Copy every line of the material below exactly.

__MATERIALS PROVIDED__.
□ □ □ □

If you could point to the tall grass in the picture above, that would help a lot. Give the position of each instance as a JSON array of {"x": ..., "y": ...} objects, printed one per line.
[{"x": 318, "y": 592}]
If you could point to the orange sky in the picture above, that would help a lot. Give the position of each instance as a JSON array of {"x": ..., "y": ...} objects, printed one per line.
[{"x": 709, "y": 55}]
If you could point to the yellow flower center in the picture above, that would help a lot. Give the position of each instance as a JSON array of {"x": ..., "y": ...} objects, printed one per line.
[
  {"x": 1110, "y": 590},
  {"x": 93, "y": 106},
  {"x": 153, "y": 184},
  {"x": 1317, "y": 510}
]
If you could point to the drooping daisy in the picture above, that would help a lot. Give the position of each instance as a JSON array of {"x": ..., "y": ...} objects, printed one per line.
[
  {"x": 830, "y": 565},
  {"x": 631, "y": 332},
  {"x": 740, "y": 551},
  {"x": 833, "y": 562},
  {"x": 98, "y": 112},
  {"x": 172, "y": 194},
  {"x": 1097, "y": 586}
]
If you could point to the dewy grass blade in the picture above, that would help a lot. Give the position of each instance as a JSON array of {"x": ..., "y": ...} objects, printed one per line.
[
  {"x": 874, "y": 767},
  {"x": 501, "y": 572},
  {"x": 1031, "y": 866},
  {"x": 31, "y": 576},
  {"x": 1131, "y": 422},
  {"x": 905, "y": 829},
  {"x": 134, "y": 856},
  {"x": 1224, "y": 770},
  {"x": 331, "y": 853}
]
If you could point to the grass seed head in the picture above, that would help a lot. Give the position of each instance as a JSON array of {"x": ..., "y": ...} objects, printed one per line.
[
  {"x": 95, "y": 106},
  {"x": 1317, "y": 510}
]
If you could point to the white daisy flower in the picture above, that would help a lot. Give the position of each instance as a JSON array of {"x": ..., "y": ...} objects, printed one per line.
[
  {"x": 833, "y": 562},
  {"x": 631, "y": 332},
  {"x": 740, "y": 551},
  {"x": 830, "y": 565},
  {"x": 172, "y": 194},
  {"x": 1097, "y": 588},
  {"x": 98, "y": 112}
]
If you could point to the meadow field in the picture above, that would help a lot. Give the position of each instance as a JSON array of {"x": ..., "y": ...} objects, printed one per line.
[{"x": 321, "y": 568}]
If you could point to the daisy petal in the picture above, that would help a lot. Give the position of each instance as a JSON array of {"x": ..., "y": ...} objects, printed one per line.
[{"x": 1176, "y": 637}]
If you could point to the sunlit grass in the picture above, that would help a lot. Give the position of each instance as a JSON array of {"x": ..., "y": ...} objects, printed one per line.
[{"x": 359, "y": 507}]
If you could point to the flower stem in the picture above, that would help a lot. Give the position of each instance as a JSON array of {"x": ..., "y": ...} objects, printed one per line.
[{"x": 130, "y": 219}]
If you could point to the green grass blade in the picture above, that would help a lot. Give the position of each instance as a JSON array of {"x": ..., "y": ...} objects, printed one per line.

□ □ □ □

__RESPONSE TO THE TASK__.
If you could point to the tall grass in the picture above, that would help a lot. Give the position of each instance as a JSON array of {"x": ..., "y": ...} objects, printed one per line.
[{"x": 318, "y": 592}]
If you could point to the orange sky in the picture above, that would help a lot. Give the position of each instance as a JSON array of {"x": ..., "y": ...} objects, printed one per line.
[{"x": 709, "y": 55}]
If you could point to the yellow flower center in the picture above, that would help a lot. Give the position of each instance as a JSON array of {"x": ..., "y": ...} objects, printed one per line.
[
  {"x": 1110, "y": 590},
  {"x": 93, "y": 106},
  {"x": 153, "y": 184},
  {"x": 1317, "y": 510}
]
If you could point to the drooping daisy in the picture above, that would help a lot. Give the position of each instance as a JSON array of {"x": ..., "y": ...} objects, printed one per line.
[
  {"x": 830, "y": 565},
  {"x": 631, "y": 332},
  {"x": 740, "y": 551},
  {"x": 833, "y": 562},
  {"x": 98, "y": 112},
  {"x": 172, "y": 194},
  {"x": 1097, "y": 586}
]
If you could point to the dewy grass blade in the picture above, that would help a lot. Give the position of each instance as a JSON array of {"x": ..., "y": ...} objects, printed one per line.
[
  {"x": 874, "y": 767},
  {"x": 501, "y": 572},
  {"x": 1031, "y": 866},
  {"x": 31, "y": 576},
  {"x": 1131, "y": 422},
  {"x": 905, "y": 829},
  {"x": 134, "y": 856},
  {"x": 1224, "y": 770},
  {"x": 331, "y": 853}
]
If you could point to the grass seed head in the picture above, that would help a lot. Give the position of each instance as a JSON array of {"x": ..., "y": ...} objects, printed one per line.
[
  {"x": 95, "y": 106},
  {"x": 1317, "y": 510}
]
If you could point to the white daisy flower in the picture above, that would help a lot. Give the position of each instance as a JSON array of {"x": ..., "y": ...} objects, printed one per line.
[
  {"x": 833, "y": 562},
  {"x": 631, "y": 332},
  {"x": 740, "y": 551},
  {"x": 830, "y": 565},
  {"x": 172, "y": 194},
  {"x": 1097, "y": 588},
  {"x": 98, "y": 112}
]
If you could point to the meadow field in the picture above, that would help a lot. Give the position of each instance as a JSON array of {"x": ..., "y": ...} objects, printed one per line.
[{"x": 321, "y": 568}]
If you could point to the daisy petal in the picture above, that would help a lot. Give the position of each instance as a JSON array of {"x": ..., "y": ...} objects, printed one per line.
[{"x": 1176, "y": 637}]
If you could point to the sunlit grass in the picture above, that would help a lot. Give the position of each instance as a JSON array of {"x": ..., "y": ...} objects, printed one per line.
[{"x": 359, "y": 507}]
If you could point to the flower stem in the picture above, that would help a lot. Give the position of each instance as a JSON array of {"x": ..., "y": ...} objects, printed one per line.
[{"x": 130, "y": 219}]
If you could point to the green grass blade in the picture above, that would help a lot. Give the position of each instance as a JSON array of {"x": ..., "y": ...} objects, printed one per line.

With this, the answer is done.